### Source data
::::::

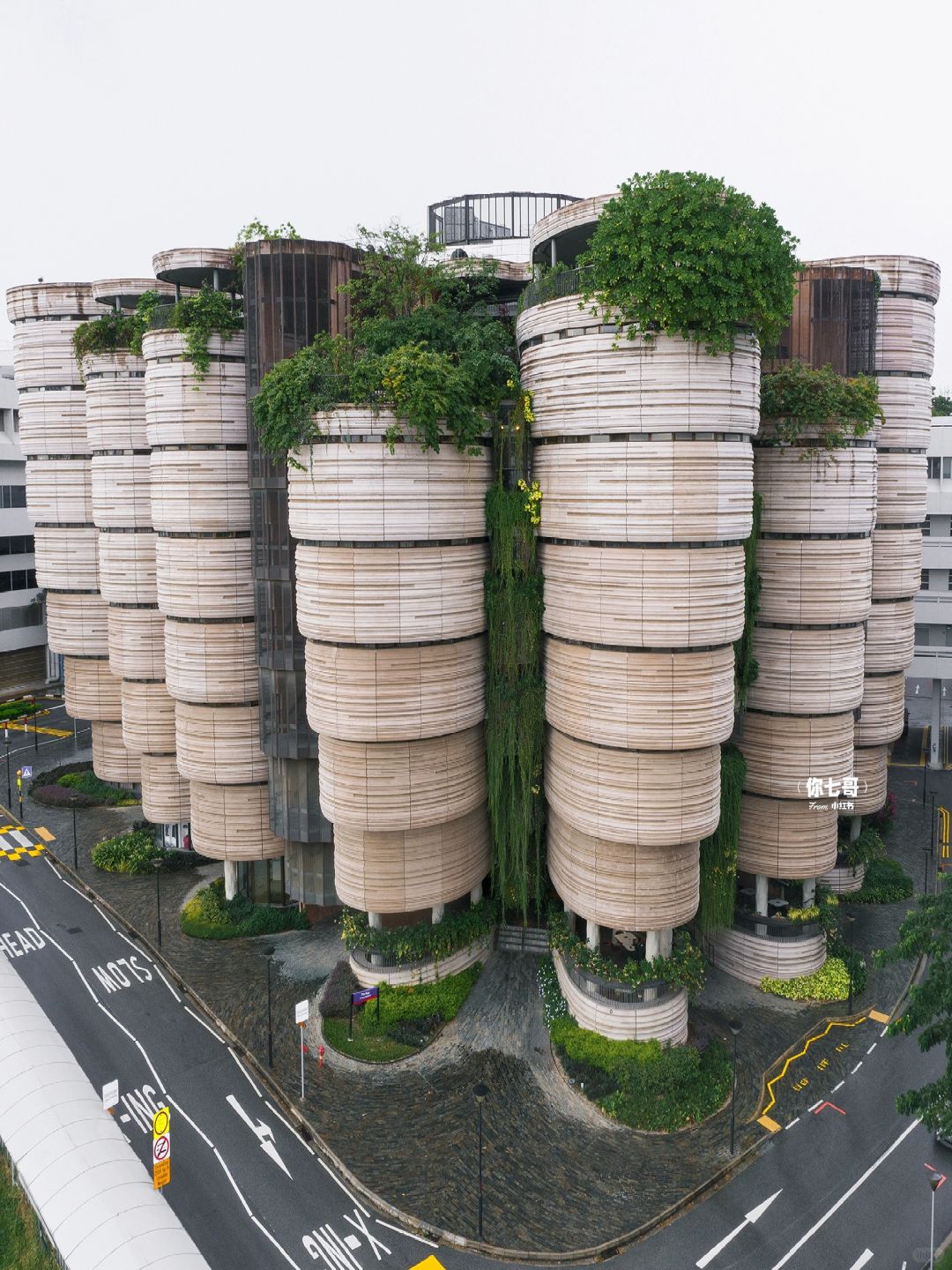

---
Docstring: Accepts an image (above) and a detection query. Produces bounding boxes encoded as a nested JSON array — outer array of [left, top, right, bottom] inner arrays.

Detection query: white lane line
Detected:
[[212, 1147, 301, 1270], [317, 1155, 370, 1217], [152, 963, 182, 1005], [165, 1094, 214, 1151], [228, 1045, 263, 1099], [185, 1005, 226, 1045], [772, 1120, 921, 1270], [376, 1218, 439, 1249], [264, 1099, 314, 1155]]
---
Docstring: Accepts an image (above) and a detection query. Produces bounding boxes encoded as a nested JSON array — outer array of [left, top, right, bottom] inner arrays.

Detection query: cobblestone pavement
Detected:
[[17, 741, 933, 1251]]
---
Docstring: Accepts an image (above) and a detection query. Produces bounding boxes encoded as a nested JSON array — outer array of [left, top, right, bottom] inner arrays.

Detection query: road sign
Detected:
[[152, 1108, 171, 1190]]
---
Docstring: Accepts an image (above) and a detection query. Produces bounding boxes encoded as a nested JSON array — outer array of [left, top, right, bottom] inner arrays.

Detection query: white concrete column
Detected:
[[929, 679, 941, 767], [754, 874, 767, 917], [223, 860, 237, 900]]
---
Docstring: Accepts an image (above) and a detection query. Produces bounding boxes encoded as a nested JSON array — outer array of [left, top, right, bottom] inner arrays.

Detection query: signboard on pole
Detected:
[[152, 1108, 171, 1190]]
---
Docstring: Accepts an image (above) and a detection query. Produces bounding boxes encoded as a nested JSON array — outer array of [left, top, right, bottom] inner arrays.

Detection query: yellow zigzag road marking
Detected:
[[761, 1015, 866, 1117]]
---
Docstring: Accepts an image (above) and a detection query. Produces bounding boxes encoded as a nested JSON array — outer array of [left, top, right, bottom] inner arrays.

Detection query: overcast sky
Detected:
[[0, 0, 952, 392]]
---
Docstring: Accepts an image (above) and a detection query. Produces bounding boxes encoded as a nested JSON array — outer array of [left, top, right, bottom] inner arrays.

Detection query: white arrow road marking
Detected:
[[695, 1187, 783, 1270], [226, 1094, 294, 1181]]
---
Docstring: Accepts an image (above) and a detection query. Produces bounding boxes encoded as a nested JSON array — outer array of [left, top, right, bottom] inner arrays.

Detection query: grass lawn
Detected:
[[324, 1005, 418, 1063], [0, 1154, 57, 1270]]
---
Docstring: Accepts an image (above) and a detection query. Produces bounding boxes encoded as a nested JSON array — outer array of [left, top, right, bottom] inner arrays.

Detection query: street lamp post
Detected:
[[262, 944, 274, 1067], [929, 1169, 941, 1270], [152, 856, 162, 947], [472, 1083, 488, 1239], [727, 1019, 742, 1154]]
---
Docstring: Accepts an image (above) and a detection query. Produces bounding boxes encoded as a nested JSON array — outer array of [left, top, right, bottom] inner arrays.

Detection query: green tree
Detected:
[[874, 888, 952, 1134]]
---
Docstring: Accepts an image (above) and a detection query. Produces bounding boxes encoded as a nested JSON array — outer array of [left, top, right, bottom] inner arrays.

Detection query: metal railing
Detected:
[[561, 952, 684, 1010], [733, 912, 822, 944]]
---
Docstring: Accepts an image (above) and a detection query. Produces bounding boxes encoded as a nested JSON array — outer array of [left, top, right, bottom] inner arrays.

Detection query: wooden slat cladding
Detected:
[[63, 656, 122, 722], [296, 542, 488, 644], [318, 724, 487, 833], [165, 620, 257, 704], [175, 701, 268, 785], [306, 638, 487, 741], [90, 722, 141, 785], [754, 445, 876, 534], [519, 327, 761, 439], [554, 952, 688, 1045], [190, 781, 285, 860], [150, 450, 251, 534], [545, 719, 720, 848], [120, 679, 175, 754], [853, 745, 889, 815], [548, 809, 701, 931], [872, 526, 923, 600], [539, 542, 744, 647], [736, 710, 853, 799], [854, 670, 905, 747], [747, 626, 863, 716], [99, 529, 158, 604], [866, 600, 915, 675], [142, 330, 248, 445], [545, 636, 733, 751], [92, 453, 152, 529], [33, 525, 99, 589], [141, 754, 190, 825], [738, 794, 837, 878], [704, 917, 826, 988], [334, 805, 490, 913], [26, 459, 93, 525], [46, 591, 109, 656], [108, 606, 165, 679], [288, 437, 491, 542], [533, 441, 753, 542], [155, 534, 255, 620], [756, 539, 878, 626]]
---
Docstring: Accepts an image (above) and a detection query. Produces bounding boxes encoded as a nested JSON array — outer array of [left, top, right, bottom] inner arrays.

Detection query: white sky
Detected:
[[0, 0, 952, 392]]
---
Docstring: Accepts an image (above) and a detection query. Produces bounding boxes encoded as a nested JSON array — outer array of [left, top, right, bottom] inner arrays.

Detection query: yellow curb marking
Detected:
[[761, 1015, 867, 1117]]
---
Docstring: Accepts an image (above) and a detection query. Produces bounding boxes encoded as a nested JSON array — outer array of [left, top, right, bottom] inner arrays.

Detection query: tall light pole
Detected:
[[151, 856, 162, 947], [472, 1083, 488, 1239], [929, 1169, 941, 1270], [262, 944, 274, 1067], [727, 1019, 742, 1154]]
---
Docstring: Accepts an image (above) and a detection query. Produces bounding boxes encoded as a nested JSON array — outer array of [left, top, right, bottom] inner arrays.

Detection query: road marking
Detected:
[[772, 1120, 921, 1270], [185, 1005, 226, 1045], [228, 1045, 262, 1099], [317, 1155, 370, 1217], [264, 1099, 314, 1155], [375, 1218, 439, 1249], [695, 1192, 781, 1270]]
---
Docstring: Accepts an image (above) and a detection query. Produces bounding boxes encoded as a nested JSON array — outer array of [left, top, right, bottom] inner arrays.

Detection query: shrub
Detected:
[[761, 956, 858, 1001]]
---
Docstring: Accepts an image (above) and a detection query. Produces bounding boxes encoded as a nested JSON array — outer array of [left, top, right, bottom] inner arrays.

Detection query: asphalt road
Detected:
[[0, 762, 952, 1270]]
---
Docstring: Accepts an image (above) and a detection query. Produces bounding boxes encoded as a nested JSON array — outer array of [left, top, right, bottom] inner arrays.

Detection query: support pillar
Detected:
[[223, 860, 237, 900]]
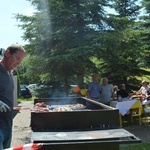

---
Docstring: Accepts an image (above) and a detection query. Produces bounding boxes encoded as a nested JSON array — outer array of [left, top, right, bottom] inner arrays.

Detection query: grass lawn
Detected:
[[120, 143, 150, 150]]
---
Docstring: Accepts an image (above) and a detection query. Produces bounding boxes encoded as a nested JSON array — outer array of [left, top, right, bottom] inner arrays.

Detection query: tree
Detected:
[[96, 0, 145, 89], [16, 0, 107, 94], [140, 0, 150, 67]]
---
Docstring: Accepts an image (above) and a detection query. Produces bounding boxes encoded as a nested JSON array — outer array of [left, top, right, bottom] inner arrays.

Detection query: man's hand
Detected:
[[0, 101, 11, 112]]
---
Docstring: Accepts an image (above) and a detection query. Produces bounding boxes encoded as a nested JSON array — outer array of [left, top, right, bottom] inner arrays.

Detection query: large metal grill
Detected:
[[31, 97, 141, 150]]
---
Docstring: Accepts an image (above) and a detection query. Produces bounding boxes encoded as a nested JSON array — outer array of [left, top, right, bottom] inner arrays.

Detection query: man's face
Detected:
[[5, 50, 26, 71]]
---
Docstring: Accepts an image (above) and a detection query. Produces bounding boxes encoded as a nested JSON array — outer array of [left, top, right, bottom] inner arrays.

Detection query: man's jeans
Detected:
[[0, 128, 12, 150]]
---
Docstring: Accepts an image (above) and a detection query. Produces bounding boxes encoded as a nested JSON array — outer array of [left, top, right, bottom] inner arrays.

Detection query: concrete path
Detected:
[[11, 101, 33, 147]]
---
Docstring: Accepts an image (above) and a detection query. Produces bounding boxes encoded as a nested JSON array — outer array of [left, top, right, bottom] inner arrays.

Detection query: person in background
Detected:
[[100, 77, 114, 106], [113, 85, 119, 99], [136, 80, 150, 99], [0, 44, 26, 150], [87, 74, 100, 101]]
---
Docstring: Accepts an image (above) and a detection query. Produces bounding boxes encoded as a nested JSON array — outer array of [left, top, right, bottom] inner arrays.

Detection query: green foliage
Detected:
[[16, 0, 149, 92]]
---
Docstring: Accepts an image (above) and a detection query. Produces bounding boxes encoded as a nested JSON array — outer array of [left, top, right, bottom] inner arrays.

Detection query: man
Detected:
[[100, 77, 114, 105], [117, 84, 130, 100], [0, 44, 26, 150]]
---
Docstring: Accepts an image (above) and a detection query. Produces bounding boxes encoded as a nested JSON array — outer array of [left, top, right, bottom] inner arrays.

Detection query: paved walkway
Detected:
[[11, 101, 33, 147]]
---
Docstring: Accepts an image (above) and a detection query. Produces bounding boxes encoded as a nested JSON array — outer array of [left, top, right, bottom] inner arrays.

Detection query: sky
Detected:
[[0, 0, 141, 49], [0, 0, 35, 49]]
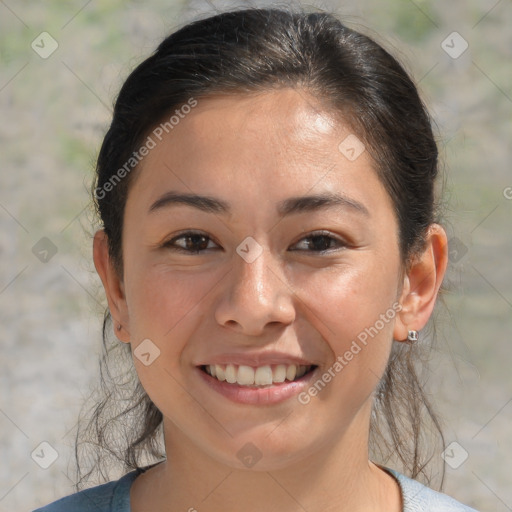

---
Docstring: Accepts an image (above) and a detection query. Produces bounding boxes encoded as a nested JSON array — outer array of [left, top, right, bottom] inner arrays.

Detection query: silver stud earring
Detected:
[[407, 331, 418, 343]]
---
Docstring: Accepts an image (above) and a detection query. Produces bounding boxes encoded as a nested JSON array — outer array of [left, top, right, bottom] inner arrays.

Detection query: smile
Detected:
[[197, 364, 318, 405], [201, 364, 315, 387]]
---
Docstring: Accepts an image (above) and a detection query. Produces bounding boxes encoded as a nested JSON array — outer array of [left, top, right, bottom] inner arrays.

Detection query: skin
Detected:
[[94, 89, 447, 512]]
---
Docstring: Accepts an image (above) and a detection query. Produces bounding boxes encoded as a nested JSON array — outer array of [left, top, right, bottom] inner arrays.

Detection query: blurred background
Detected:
[[0, 0, 512, 512]]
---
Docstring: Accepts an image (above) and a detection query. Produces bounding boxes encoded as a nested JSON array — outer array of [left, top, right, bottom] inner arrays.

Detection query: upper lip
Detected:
[[197, 352, 314, 366]]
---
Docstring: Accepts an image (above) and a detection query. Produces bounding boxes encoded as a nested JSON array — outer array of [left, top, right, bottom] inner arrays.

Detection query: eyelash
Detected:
[[162, 231, 349, 254]]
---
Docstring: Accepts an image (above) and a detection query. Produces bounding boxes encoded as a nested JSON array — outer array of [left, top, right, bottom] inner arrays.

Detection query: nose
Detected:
[[215, 244, 295, 336]]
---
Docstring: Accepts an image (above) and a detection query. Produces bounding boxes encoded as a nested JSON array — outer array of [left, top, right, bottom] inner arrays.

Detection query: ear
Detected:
[[93, 229, 130, 343], [393, 224, 448, 341]]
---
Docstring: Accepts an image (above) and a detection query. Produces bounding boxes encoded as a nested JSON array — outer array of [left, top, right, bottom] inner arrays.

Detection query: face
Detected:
[[102, 89, 410, 469]]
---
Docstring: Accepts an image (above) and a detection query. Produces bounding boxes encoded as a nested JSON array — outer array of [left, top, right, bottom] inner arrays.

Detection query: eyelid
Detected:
[[161, 229, 351, 254]]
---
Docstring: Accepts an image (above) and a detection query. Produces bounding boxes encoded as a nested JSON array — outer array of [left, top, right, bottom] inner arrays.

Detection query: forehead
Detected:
[[129, 89, 390, 218]]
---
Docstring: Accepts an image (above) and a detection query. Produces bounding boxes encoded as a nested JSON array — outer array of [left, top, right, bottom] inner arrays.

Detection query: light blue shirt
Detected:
[[34, 466, 477, 512]]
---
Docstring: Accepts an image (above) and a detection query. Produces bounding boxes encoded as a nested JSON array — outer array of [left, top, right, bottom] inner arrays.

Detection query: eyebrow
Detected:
[[149, 190, 370, 217]]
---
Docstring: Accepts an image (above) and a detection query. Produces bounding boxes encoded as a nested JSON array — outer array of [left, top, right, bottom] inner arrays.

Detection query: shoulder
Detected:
[[381, 466, 477, 512], [34, 470, 140, 512]]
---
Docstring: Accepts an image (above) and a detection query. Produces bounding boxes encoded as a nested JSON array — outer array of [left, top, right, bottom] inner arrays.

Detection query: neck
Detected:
[[132, 404, 401, 512]]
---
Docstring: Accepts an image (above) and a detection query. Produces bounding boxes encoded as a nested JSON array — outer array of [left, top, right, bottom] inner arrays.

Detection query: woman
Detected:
[[36, 9, 480, 512]]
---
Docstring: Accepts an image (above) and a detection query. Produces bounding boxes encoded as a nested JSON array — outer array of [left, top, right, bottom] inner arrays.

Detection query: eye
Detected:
[[162, 231, 348, 254], [162, 231, 218, 254], [292, 231, 348, 253]]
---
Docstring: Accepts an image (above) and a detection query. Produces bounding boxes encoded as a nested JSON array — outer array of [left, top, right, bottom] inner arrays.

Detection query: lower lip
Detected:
[[197, 367, 318, 405]]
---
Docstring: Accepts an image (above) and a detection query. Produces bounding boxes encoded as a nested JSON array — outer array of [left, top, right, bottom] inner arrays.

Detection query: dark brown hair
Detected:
[[76, 5, 444, 492]]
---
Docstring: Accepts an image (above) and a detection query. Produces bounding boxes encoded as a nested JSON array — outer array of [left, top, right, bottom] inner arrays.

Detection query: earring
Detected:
[[407, 331, 418, 343]]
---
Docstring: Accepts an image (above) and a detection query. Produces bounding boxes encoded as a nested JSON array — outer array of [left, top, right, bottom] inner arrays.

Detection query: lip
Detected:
[[196, 363, 319, 405], [195, 352, 316, 367]]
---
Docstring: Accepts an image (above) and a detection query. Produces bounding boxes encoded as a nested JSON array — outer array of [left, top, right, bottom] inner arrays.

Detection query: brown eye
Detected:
[[163, 231, 219, 254], [293, 231, 348, 253]]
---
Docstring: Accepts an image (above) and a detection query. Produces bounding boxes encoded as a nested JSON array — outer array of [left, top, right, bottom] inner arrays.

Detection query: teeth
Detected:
[[286, 364, 297, 380], [215, 364, 226, 382], [205, 364, 311, 386], [226, 364, 236, 384], [236, 365, 255, 386], [272, 364, 286, 382], [254, 366, 272, 386]]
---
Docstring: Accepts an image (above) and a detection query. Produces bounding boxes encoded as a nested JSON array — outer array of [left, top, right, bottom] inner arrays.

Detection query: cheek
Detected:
[[126, 264, 222, 350]]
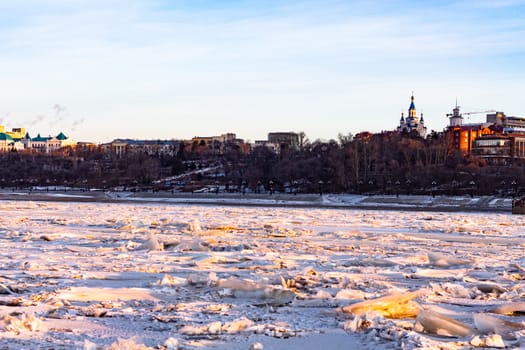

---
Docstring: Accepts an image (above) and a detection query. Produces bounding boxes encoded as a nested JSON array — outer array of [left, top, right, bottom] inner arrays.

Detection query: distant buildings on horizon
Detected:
[[0, 94, 525, 164]]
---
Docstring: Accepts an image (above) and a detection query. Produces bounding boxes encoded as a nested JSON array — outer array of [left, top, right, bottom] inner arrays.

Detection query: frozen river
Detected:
[[0, 201, 525, 350]]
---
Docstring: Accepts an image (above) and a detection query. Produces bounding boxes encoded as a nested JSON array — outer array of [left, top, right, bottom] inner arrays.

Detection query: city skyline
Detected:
[[0, 0, 525, 142]]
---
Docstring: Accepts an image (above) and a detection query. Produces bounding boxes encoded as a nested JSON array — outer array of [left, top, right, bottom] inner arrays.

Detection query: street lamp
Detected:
[[511, 180, 518, 197], [469, 180, 476, 198]]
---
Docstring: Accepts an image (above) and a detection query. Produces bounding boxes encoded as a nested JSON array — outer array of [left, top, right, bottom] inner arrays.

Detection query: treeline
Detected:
[[0, 132, 525, 195]]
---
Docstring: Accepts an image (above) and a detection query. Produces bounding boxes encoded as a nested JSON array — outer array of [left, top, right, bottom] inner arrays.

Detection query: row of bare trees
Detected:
[[0, 132, 525, 195]]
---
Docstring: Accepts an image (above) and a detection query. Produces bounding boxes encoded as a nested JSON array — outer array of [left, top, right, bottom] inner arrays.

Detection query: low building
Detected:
[[472, 134, 525, 165], [0, 132, 24, 152], [186, 133, 245, 155], [27, 132, 76, 153], [268, 132, 300, 153], [101, 139, 180, 157]]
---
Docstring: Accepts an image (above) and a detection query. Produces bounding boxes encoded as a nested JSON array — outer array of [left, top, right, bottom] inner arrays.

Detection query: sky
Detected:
[[0, 0, 525, 143]]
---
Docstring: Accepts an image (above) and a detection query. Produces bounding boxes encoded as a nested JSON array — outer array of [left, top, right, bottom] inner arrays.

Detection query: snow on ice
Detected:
[[0, 201, 525, 350]]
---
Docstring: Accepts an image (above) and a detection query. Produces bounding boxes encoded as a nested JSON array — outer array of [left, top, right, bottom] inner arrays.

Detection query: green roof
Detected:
[[0, 132, 13, 141]]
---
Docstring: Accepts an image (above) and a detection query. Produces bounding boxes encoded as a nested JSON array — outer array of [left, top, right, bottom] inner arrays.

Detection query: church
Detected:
[[397, 94, 427, 138]]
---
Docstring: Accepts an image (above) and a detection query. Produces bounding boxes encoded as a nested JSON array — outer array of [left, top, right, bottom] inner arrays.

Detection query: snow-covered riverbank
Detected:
[[0, 190, 512, 212]]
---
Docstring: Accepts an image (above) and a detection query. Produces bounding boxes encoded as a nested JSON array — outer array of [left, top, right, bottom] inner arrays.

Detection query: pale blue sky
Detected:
[[0, 0, 525, 142]]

::::::

### Work required
Extract every line of the data above that contains the word "concrete", matching its case exactly.

### Written answer
Detection query: white concrete column
Detection query: concrete path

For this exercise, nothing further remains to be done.